> Work order:
Transcribe the data that follows in full. Leave out the pictures.

> Entries provided:
=====
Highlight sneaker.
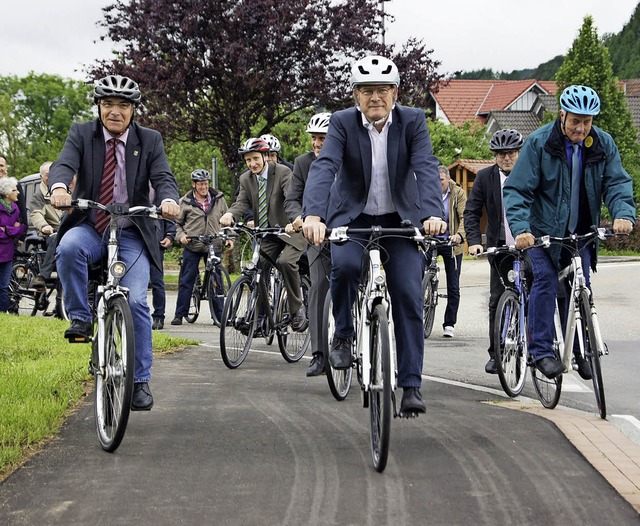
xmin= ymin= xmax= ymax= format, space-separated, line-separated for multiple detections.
xmin=306 ymin=353 xmax=325 ymax=377
xmin=170 ymin=316 xmax=183 ymax=326
xmin=442 ymin=326 xmax=455 ymax=338
xmin=329 ymin=336 xmax=353 ymax=369
xmin=152 ymin=318 xmax=164 ymax=330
=====
> Solution:
Highlight sneaker.
xmin= ymin= xmax= ymax= format, space-separated, line-separated for multiple detections.
xmin=306 ymin=353 xmax=325 ymax=377
xmin=170 ymin=316 xmax=183 ymax=326
xmin=442 ymin=326 xmax=455 ymax=338
xmin=329 ymin=336 xmax=353 ymax=369
xmin=152 ymin=318 xmax=164 ymax=330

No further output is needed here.